> DOCUMENT TEXT:

* * * * *

Saints Verses Demons: Casting Out the Unholy, and the Possessed as Saints

Schnorr_von_Carolsfeld_Bibel_in_Bildern_1860_191As the movie The Exorcist will show you, demons are a problem to this day. Modern clerics in both the Church of England and the Catholic Church still treat people who believe they’re possessed by demons (for the purposes of this blog I should state that I don’t care whether they really are possessed or not, I write about history not the paranormal).

However, demons could be a real problem if you were living in Medieval Europe. In fact, the idea that demons can get you killed is absolutely incontrovertible – in London of 1725 a drunk died of exposure in a well because neighbours ignored his cries for help, believing he was a demon. Not only that, but in 1597 Alice Goodridge, accused of sending a demon to possess Thomas Darling, died in prison awaiting trial for witchcraft.

Interestingly, though, those possessed by demons (demoniacs) occupy a more ambiguous status in the bible. Although John 8.44 describes The Devil as “a liar and the father of lies”, demoniacs in the Gospel were among the first witnesses to Christ, and often showed a clearer understanding of divine truth than the apostles. In fact, Christ himself was accused of being a demon, and of “casting out demons by the prince of demons.”

Literature from the medieval period showed a growing fascination with the demonic, especially verbal duels and other confrontations between clerics or saints and the possessed.

Saints Casting Out Demons

In Hagiographies demons were encountered more often than angels, and presented a major hazard in the world of men. They could possess humans. Lactantius, in the Divinae Institutiones, writes: “since spirits are subtle and not to be apprehended, they penetrate the bodies of human beings and work secretly in their entrails, undermining strength, exciting sickness, terrifying the mind with dreams and shaking the understanding with frenzy.”

* * * * *

> WHAT THIS EXERCISE ASKS:
- A) Say whether each statement below agrees with the article on saints and demons. Answer yes or no for each, and quote the words from the article that decide it.
(i) Alice Goodridge died in prison while awaiting trial for witchcraft.
(ii) The drunk who fell into a well in London was saved by his neighbors.
(iii) In hagiographies, angels were encountered more often than demons.
- B) Answer these questions from the article on saints and demons:
(i) Which Gospel verse describes the Devil as "a liar and the father of lies"?
(ii) In which work does Lactantius write about spirits penetrating human bodies?
(iii) In what year did a drunk die of exposure in a well in London?
- C) Quote the article on saints and demons from the words "Schnorr_von_Carolsfeld_Bibel_in_Bildern_1860_191As the movie" through the words "trial for witchcraft.". Begin at the first of these and stop after the second.

> PROVIDED RECORDS:
* * * * *

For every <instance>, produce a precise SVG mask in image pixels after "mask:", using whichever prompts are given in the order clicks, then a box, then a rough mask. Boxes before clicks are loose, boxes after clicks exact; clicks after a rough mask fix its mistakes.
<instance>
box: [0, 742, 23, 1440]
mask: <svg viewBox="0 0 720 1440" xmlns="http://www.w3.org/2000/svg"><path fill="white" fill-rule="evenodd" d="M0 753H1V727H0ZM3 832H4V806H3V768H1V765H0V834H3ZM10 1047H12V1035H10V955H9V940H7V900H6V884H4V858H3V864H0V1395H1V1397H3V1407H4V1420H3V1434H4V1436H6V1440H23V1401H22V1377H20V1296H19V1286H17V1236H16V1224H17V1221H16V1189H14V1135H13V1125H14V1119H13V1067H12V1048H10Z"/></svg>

* * * * *

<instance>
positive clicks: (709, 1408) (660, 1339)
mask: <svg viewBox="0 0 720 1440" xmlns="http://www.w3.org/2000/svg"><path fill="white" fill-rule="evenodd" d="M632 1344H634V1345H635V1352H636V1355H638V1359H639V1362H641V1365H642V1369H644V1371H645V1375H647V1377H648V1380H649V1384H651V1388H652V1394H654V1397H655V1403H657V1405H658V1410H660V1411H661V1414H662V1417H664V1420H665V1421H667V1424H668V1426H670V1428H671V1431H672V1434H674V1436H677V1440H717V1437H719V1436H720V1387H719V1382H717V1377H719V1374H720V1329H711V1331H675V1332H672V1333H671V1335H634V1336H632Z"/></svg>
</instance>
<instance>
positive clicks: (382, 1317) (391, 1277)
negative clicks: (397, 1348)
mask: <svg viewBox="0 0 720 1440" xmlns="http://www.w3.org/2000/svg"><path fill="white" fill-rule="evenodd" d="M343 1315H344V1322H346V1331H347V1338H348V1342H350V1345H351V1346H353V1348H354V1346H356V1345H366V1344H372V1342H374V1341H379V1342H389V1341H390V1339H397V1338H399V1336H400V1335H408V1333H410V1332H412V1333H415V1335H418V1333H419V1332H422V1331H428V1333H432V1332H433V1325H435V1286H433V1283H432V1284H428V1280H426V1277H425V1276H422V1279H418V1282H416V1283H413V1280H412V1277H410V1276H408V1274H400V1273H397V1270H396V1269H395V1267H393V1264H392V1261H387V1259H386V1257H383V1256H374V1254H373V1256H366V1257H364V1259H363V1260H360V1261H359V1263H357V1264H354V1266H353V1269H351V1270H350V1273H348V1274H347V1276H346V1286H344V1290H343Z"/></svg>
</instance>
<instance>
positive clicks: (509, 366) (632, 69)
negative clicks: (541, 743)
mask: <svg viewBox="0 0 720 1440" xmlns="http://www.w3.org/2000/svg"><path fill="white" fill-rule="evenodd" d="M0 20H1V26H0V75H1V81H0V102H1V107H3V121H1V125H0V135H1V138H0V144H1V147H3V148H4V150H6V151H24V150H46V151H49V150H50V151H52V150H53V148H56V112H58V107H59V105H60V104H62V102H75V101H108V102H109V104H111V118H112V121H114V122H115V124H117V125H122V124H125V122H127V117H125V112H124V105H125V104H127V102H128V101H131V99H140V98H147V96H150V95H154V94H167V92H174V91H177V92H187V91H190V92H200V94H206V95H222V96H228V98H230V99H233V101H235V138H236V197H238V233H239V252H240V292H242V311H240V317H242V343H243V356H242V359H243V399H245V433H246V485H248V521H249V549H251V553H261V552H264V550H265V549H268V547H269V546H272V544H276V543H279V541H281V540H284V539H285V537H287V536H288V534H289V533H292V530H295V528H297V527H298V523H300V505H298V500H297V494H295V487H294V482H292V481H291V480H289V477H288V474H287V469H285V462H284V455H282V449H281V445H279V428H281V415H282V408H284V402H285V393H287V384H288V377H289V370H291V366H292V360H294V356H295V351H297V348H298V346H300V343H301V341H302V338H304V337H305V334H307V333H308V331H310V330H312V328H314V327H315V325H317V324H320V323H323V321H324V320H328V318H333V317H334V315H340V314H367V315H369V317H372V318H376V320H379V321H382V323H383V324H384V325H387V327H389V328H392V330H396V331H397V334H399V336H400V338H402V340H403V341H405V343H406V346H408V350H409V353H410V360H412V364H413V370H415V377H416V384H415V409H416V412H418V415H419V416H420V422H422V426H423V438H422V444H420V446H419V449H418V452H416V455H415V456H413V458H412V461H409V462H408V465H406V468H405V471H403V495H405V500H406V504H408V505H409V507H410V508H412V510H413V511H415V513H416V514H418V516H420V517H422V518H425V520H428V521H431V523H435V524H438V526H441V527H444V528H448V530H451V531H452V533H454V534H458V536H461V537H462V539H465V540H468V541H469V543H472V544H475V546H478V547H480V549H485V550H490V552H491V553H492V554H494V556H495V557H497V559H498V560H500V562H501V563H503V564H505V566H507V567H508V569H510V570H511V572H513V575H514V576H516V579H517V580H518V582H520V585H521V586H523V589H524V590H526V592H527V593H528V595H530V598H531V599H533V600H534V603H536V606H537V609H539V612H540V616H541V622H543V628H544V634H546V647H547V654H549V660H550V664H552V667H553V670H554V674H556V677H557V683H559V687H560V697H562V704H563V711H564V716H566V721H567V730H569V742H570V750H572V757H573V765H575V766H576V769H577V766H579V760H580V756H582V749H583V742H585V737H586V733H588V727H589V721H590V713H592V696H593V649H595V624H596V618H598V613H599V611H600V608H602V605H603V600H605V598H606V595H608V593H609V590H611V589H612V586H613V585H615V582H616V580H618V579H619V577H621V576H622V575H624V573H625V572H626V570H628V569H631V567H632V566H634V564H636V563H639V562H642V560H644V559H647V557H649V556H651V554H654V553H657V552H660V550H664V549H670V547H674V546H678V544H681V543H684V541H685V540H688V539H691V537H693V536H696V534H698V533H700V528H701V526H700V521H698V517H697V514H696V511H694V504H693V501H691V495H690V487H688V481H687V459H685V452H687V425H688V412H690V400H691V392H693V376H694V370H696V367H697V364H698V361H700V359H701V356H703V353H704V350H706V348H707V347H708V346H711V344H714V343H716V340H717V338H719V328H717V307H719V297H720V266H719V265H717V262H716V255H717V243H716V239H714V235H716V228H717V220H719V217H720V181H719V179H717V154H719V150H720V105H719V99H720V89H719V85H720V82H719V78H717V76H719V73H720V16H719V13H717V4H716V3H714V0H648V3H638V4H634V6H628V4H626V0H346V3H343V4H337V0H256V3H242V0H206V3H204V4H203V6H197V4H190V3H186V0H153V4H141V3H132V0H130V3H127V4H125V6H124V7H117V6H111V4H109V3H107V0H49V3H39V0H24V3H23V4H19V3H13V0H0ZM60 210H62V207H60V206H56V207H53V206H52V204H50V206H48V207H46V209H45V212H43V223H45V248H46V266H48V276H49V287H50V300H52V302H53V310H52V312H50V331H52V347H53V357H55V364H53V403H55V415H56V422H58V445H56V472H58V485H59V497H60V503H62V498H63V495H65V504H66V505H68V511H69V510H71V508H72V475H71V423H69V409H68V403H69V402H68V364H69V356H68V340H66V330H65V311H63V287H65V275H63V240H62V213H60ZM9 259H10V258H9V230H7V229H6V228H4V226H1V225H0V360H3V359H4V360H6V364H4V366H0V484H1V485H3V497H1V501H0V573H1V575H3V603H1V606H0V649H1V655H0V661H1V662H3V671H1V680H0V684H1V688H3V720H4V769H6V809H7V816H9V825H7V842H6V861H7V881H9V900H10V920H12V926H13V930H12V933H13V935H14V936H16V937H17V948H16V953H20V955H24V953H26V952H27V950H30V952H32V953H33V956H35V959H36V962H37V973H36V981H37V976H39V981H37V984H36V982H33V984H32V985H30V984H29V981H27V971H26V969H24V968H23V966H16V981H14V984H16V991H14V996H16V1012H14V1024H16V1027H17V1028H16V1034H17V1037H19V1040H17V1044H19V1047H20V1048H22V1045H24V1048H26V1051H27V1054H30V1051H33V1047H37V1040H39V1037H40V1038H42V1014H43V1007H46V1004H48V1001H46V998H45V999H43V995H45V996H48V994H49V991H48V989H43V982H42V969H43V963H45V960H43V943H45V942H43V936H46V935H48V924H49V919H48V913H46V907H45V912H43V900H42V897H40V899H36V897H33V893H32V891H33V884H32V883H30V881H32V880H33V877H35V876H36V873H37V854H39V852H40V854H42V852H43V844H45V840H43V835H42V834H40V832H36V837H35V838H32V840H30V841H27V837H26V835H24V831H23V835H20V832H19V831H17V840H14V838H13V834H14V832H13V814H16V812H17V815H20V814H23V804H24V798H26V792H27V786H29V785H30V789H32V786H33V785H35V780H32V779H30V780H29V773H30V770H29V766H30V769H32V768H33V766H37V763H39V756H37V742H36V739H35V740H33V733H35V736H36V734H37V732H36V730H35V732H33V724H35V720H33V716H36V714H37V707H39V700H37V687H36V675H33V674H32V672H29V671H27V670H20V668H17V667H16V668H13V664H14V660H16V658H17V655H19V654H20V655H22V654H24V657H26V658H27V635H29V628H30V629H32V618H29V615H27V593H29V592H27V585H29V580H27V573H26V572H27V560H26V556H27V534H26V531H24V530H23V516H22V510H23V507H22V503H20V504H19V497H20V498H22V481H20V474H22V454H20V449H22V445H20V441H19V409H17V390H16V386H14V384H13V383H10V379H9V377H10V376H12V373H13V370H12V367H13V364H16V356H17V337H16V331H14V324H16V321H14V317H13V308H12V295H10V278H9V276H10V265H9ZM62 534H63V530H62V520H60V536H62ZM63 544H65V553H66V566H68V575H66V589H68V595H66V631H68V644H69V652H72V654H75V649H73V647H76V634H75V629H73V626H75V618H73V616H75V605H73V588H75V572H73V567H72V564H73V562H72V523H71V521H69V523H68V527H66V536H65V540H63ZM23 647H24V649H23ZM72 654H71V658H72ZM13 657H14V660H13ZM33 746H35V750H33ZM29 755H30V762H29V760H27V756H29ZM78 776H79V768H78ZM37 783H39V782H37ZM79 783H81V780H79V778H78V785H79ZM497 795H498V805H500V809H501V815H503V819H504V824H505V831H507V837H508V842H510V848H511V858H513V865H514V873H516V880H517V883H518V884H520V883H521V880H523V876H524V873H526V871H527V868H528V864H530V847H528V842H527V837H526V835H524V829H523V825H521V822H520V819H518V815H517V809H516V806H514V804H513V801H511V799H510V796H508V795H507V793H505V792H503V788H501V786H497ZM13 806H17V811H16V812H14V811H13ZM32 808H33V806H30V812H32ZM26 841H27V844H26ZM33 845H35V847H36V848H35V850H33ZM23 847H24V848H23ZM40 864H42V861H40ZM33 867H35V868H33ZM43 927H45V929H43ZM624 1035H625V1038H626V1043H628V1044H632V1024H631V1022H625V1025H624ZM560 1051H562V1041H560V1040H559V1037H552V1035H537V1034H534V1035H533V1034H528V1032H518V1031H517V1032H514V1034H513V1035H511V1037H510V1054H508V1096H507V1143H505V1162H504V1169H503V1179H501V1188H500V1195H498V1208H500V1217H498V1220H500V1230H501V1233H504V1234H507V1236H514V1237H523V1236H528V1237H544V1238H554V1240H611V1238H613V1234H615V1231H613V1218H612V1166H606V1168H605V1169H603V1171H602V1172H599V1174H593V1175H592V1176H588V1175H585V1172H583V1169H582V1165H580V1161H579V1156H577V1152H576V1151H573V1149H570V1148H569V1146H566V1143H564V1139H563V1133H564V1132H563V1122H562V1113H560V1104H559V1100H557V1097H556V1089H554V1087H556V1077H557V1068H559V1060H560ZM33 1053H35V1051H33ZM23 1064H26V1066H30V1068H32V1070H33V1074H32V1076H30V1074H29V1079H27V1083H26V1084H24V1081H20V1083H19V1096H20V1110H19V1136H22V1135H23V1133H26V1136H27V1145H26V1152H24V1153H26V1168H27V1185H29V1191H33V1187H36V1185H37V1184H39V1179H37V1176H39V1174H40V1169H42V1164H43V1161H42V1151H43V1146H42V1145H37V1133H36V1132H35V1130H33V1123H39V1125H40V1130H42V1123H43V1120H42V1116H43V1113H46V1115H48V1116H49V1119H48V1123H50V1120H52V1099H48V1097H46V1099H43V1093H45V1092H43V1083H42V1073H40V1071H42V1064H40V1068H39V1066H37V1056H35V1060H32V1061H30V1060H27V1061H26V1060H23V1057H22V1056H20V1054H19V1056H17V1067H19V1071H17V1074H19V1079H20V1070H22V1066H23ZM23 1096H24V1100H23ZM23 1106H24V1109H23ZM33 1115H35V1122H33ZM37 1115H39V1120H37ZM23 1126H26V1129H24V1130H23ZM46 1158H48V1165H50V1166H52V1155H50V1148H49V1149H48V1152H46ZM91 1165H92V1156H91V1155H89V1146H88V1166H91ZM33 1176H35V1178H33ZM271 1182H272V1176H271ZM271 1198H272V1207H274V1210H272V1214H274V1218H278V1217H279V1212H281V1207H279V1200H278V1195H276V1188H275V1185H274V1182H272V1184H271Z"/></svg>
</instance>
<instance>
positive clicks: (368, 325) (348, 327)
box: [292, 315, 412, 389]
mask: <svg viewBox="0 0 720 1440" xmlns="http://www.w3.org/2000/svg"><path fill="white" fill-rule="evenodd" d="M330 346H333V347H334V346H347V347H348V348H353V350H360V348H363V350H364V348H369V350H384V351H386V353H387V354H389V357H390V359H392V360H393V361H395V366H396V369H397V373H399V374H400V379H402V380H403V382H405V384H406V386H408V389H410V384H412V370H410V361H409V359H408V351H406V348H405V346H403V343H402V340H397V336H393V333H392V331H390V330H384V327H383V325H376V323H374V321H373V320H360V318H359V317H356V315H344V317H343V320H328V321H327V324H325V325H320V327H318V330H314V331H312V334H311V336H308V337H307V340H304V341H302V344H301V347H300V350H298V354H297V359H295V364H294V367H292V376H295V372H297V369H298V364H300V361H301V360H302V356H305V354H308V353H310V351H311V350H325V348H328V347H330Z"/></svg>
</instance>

* * * * *

> SOLUTIONS IN ORDER:
- A)
(i) Yes: "in 1597 Alice Goodridge, accused of sending a demon to possess Thomas Darling, died in prison awaiting trial for witchcraft."
(ii) No: "neighbours ignored his cries for help, believing he was a demon."
(iii) No: "In Hagiographies demons were encountered more often than angels"

- B)
(i) John 8.44
(ii) The Divinae Institutiones
(iii) 1725

- C)
Schnorr_von_Carolsfeld_Bibel_in_Bildern_1860_191As the movie The Exorcist will show you, demons are a problem to this day. Modern clerics in both the Church of England and the Catholic Church still treat people who believe they’re possessed by demons (for the purposes of this blog I should state that I don’t care whether they really are possessed or not, I write about history not the paranormal).

However, demons could be a real problem if you were living in Medieval Europe. In fact, the idea that demons can get you killed is absolutely incontrovertible – in London of 1725 a drunk died of exposure in a well because neighbours ignored his cries for help, believing he was a demon. Not only that, but in 1597 Alice Goodridge, accused of sending a demon to possess Thomas Darling, died in prison awaiting trial for witchcraft.